──────── Quelle

Eigentlich sollte über die Rentenreform erst nächste Woche Donnerstag, in der letzten Sitzung vor den Sommerferien, abgestimmt werden. Doch die Tage kurz vor Weihnachten haben große symbolische Bedeutung für die argentinische Bevölkerung: Aufgrund einer Staats- und Wirtschaftskrise am 19. und 20. Dezember 2001 tobten in mehreren Städten des Landes Straßenschlachten, aufgrund derer insgesamt fünf Präsidenten zurücktragen und mehrere Dutzend Demonstrierende starben.

Da die Regierung unter dem neoliberalen Präsidenten Macri mit ihren geplanten Reformen viele beunruhigt, beschloss sie, die Abstimmung kurzfristig zu beschleunigen, um sie nicht an den “revolutionären Tagen” um den 20. Dezember durchzuführen.

 

Als sie am Mittwoch die Sondersitzung einberiefen, folgten sofort Proteste, die die Polizei mit Gewalt unterdrückte. Die Spitze des Gewerkschaftsverbands CGT rief zu Demonstrationen am Donnerstag um 14 Uhr auf, wo der Beginn der Sitzung geplant wa, ohne jedoch einen Streik auszurufen, den sie sich für den Freitag aufheben wollten. Die radikale Linke und Basisgewerkschaftsbewegungen riefen schon ab 8 Uhr zu Mobilisierungen auf, um bereits vor den Abgeordneten vor Ort zu sein und führte mehrere Straßenblockaden durch.

────────────────

[Deine Aufgaben]
**A)** Nenne alle Wochentage, die im Bericht zur argentinischen Rentenreform vorkommen.
**B)** Warum hat die Regierung laut dem Bericht zur argentinischen Rentenreform die Abstimmung vorgezogen? Antworte in ein bis drei Sätzen.
**C)** Schreibe den Bericht zur argentinischen Rentenreform im Anschluss an seinen letzten Satz weiter.

──────── Rohdaten

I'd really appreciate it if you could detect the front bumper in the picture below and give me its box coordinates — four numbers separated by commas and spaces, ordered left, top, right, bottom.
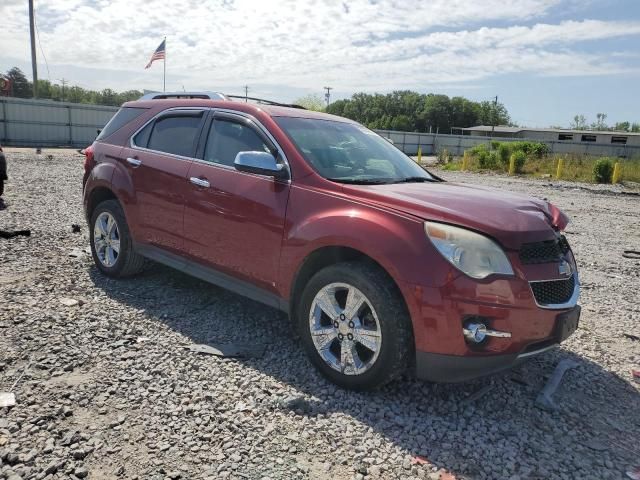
410, 258, 580, 382
416, 306, 581, 383
416, 343, 558, 383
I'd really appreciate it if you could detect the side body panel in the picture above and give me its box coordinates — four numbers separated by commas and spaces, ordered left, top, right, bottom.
184, 161, 289, 292
114, 146, 191, 253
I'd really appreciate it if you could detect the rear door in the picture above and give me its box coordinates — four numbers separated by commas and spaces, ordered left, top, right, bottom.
122, 109, 205, 254
184, 112, 290, 292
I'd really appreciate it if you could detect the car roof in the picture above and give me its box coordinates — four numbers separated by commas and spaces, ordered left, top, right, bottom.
122, 98, 357, 124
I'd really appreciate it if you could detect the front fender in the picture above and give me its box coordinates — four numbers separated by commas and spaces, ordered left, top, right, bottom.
279, 189, 451, 298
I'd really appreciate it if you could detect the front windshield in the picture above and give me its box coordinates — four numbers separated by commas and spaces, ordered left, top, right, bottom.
274, 117, 435, 184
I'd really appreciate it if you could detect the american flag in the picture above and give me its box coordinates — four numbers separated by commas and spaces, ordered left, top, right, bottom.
144, 38, 167, 69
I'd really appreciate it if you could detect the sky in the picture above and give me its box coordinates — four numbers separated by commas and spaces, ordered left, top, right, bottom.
0, 0, 640, 127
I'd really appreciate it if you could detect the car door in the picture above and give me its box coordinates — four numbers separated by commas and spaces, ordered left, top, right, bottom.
184, 112, 290, 292
122, 109, 205, 254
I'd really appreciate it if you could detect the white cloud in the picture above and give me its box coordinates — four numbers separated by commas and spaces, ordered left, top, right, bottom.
0, 0, 640, 95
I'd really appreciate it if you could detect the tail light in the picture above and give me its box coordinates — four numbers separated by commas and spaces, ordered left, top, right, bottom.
84, 145, 96, 174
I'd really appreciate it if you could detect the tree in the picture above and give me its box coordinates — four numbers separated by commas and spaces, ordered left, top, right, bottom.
5, 67, 33, 98
293, 93, 324, 112
569, 114, 588, 130
326, 90, 511, 133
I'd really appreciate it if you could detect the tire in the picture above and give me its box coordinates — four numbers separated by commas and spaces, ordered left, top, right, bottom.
296, 262, 414, 391
89, 200, 145, 278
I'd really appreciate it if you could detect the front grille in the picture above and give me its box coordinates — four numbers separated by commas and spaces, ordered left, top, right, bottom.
530, 276, 575, 305
520, 235, 569, 265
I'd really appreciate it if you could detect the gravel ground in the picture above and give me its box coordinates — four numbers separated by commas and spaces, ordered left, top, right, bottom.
0, 152, 640, 480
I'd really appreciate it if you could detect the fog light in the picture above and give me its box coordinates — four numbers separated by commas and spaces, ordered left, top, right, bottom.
462, 323, 487, 343
462, 322, 511, 343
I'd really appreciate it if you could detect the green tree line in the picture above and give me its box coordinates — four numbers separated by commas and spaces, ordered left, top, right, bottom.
570, 113, 640, 133
1, 67, 142, 107
326, 90, 511, 133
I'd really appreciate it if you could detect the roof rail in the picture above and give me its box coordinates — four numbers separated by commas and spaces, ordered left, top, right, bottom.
226, 95, 306, 110
139, 92, 229, 100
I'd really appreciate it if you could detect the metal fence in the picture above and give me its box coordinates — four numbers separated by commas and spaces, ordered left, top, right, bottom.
376, 130, 640, 158
0, 97, 640, 158
0, 97, 118, 147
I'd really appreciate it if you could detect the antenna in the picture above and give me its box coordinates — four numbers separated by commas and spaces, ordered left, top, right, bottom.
324, 87, 333, 105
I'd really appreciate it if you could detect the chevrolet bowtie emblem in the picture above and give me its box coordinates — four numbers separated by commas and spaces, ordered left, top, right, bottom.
558, 260, 571, 277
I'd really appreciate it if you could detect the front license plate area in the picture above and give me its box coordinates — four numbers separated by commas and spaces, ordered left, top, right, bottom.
556, 306, 580, 342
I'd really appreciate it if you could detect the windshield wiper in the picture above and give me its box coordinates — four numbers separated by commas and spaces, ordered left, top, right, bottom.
327, 178, 390, 185
393, 177, 436, 183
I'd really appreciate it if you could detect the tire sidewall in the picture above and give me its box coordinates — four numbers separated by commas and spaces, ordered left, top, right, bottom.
89, 200, 130, 277
297, 264, 402, 390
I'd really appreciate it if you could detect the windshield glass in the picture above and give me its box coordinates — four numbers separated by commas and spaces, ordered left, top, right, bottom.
274, 117, 434, 184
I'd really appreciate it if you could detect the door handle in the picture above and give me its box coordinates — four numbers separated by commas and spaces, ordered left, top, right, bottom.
127, 157, 142, 168
189, 177, 211, 188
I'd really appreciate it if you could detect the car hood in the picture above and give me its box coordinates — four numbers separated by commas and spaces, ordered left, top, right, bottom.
344, 182, 568, 250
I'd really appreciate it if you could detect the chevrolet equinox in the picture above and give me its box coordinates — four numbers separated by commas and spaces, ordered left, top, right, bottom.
83, 94, 580, 390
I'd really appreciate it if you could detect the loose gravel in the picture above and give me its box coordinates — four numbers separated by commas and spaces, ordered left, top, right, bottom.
0, 151, 640, 480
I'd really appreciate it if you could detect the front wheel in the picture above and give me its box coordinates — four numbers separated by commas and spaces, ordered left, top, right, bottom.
298, 262, 413, 390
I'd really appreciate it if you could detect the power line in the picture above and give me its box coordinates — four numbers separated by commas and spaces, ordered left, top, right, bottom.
58, 78, 69, 102
324, 87, 333, 105
29, 0, 38, 98
491, 95, 498, 137
33, 1, 51, 83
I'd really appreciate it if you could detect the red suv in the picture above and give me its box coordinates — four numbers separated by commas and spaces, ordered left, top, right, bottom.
84, 94, 580, 390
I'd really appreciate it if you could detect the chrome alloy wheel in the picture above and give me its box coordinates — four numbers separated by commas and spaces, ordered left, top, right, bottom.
309, 283, 382, 375
93, 212, 120, 267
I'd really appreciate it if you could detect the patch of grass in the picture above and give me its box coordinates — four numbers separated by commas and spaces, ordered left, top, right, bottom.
444, 153, 640, 183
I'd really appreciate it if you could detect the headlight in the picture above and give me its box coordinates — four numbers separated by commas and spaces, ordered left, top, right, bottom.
424, 222, 513, 278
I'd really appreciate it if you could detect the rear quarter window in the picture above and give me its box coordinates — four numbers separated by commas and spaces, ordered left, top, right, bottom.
148, 115, 201, 157
96, 107, 147, 140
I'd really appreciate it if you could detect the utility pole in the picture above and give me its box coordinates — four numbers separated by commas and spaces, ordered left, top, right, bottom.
59, 78, 69, 102
29, 0, 38, 98
491, 95, 498, 137
324, 87, 333, 106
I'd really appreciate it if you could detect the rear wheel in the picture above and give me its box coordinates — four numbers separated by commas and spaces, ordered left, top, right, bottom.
89, 200, 144, 277
298, 262, 413, 390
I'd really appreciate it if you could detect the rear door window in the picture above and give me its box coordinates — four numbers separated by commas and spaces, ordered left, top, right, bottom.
146, 112, 203, 157
96, 107, 147, 140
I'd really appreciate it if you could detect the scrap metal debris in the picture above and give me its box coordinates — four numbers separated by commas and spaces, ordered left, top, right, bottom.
0, 230, 31, 238
0, 392, 16, 408
60, 297, 80, 307
411, 455, 430, 465
627, 467, 640, 480
187, 343, 264, 358
0, 361, 31, 408
460, 383, 493, 406
536, 358, 578, 411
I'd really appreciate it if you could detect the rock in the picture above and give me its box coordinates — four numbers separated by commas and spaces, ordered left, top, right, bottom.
60, 297, 80, 307
73, 467, 89, 478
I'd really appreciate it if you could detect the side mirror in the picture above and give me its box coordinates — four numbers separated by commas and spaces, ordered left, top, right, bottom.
233, 152, 289, 178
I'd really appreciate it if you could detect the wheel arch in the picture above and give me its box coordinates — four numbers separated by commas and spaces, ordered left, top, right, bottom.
86, 185, 122, 221
288, 245, 413, 330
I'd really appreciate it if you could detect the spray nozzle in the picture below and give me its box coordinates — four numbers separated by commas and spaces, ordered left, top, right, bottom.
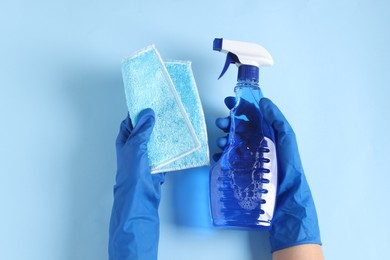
213, 38, 273, 80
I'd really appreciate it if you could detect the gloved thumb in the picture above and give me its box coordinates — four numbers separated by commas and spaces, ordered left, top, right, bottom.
129, 108, 156, 144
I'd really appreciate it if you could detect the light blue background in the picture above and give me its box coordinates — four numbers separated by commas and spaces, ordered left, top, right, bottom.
0, 0, 390, 260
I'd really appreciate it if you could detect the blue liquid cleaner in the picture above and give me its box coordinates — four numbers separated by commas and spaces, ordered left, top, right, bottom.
210, 80, 276, 229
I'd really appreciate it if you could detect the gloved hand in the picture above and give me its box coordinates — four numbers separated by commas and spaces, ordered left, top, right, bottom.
109, 109, 164, 260
214, 97, 321, 252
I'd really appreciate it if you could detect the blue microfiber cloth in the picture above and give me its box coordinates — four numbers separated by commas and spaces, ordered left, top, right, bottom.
159, 61, 210, 171
122, 45, 201, 173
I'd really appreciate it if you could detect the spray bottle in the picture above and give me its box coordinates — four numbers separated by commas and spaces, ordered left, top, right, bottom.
210, 38, 277, 230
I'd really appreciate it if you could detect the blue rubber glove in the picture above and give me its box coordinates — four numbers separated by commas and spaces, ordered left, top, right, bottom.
214, 97, 321, 252
109, 109, 164, 260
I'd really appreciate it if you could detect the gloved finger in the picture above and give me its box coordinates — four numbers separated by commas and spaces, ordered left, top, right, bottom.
217, 136, 228, 150
152, 172, 165, 187
116, 114, 133, 145
215, 117, 230, 133
225, 97, 236, 110
260, 98, 303, 173
129, 108, 155, 143
213, 153, 222, 162
260, 98, 294, 137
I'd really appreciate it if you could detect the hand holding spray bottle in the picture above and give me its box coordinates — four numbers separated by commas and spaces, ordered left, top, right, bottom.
210, 38, 277, 230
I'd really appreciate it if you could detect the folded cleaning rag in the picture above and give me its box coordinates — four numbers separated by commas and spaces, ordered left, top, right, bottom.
122, 45, 209, 173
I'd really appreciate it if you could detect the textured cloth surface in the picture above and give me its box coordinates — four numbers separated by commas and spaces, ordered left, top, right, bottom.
161, 61, 210, 171
122, 46, 200, 173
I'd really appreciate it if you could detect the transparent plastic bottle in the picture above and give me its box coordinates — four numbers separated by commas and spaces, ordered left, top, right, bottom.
210, 75, 277, 229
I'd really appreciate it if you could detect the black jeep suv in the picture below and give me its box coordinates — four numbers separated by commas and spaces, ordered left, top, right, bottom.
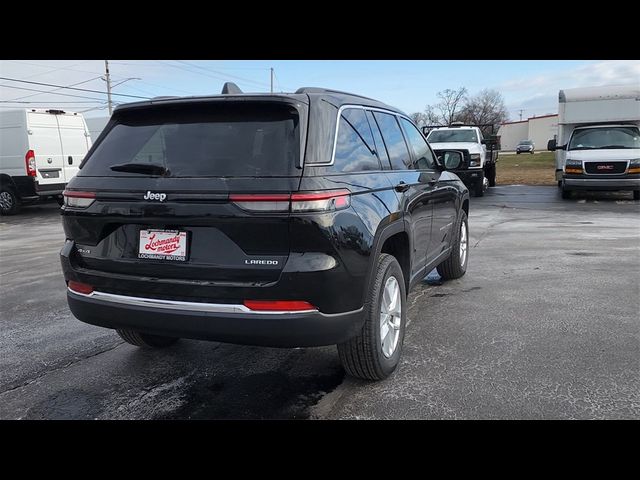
61, 84, 469, 380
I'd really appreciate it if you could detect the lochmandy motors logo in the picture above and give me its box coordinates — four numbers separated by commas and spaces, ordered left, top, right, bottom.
138, 230, 187, 262
142, 190, 167, 202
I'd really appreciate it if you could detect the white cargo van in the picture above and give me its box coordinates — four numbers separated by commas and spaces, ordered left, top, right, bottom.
0, 109, 91, 215
547, 84, 640, 200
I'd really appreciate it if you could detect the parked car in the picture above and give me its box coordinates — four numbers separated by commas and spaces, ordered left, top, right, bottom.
60, 85, 469, 380
423, 122, 499, 197
516, 140, 536, 154
0, 108, 91, 215
547, 83, 640, 200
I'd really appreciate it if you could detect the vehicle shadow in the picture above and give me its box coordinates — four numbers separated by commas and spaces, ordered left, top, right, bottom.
101, 340, 344, 419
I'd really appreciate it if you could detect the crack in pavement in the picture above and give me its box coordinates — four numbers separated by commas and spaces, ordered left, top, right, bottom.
0, 342, 125, 396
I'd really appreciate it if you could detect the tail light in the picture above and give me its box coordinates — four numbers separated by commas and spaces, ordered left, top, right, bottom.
24, 150, 37, 177
243, 300, 317, 312
229, 193, 291, 212
62, 190, 96, 208
291, 190, 351, 212
229, 189, 351, 212
68, 280, 93, 295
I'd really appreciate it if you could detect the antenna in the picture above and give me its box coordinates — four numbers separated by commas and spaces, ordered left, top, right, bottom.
222, 82, 244, 95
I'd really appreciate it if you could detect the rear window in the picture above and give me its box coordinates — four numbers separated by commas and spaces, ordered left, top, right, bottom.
79, 103, 300, 177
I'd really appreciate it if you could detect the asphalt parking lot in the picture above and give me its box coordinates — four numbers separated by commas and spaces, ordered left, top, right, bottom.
0, 186, 640, 419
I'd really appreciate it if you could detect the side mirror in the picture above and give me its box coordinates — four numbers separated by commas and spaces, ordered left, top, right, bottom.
440, 150, 464, 170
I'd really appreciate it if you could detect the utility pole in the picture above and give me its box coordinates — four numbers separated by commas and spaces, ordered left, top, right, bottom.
104, 60, 112, 116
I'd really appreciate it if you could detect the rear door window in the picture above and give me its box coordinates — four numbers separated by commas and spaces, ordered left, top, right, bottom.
334, 108, 380, 172
373, 112, 412, 170
400, 118, 436, 170
80, 103, 300, 177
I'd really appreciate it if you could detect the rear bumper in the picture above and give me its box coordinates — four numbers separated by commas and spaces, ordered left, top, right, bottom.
67, 290, 364, 347
563, 175, 640, 190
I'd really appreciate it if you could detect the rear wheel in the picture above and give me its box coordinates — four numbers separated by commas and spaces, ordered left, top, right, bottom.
338, 253, 407, 380
436, 210, 469, 280
0, 185, 18, 215
116, 329, 179, 348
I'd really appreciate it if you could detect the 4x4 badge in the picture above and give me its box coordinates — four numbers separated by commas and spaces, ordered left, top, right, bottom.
142, 190, 167, 202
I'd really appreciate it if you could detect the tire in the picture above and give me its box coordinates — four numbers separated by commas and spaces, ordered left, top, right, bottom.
473, 182, 484, 197
436, 210, 469, 280
116, 329, 179, 348
337, 253, 407, 380
0, 185, 19, 215
487, 163, 496, 187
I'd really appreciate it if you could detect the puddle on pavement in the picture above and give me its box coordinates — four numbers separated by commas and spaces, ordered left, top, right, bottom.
156, 366, 344, 420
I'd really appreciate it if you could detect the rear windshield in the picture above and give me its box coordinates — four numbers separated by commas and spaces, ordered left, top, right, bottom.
79, 103, 300, 177
427, 129, 478, 143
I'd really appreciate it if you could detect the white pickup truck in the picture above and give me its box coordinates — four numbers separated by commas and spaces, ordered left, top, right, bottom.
423, 123, 498, 197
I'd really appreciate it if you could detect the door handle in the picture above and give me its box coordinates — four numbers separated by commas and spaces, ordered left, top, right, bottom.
393, 181, 410, 192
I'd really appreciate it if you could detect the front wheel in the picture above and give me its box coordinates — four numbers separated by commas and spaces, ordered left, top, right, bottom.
116, 329, 179, 348
0, 185, 18, 215
436, 210, 469, 280
338, 253, 407, 380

────────────────

[Antwortliste]
**A)** Donnerstag, Mittwoch, Freitag

**B)** Die Regierung unter Präsident Macri beunruhigte mit ihren geplanten Reformen viele Menschen. Deshalb wollte sie die Abstimmung nicht an den „revolutionären Tagen“ um den 20. Dezember abhalten. Diese Tage haben wegen der Straßenschlachten während der Staats- und Wirtschaftskrise von 2001 große symbolische Bedeutung.

**C)**
Im Parlament herrschte Chaos wie auf der Straße – auch ohne Barrikaden und Wasserwerfer. Viele Abgeordnete der Opposition waren selbst an den Protesten beteiligt und kamen deswegen nicht rechtzeitig in die Sitzung. Weil diese aufgrund der fehlenden Parlamentarier*innen nicht beschlussfähig war, schmuggelte die Regierungspartei Cambiemos zwei Abgeordnete hinein, die noch nicht ihren Amtseid abgelegt hatten und deshalb kein Stimmrecht hatten, und fälschte somit ein Quorum. Durch lautstarke Debatten, die an einer Stelle fast zu Handgreiflichkeiten führten, sowie dem ausschlaggebenden Druck auf der Straße schlugen die Abgeordneten von Cambiemos die Vertagung der Sitzung vor.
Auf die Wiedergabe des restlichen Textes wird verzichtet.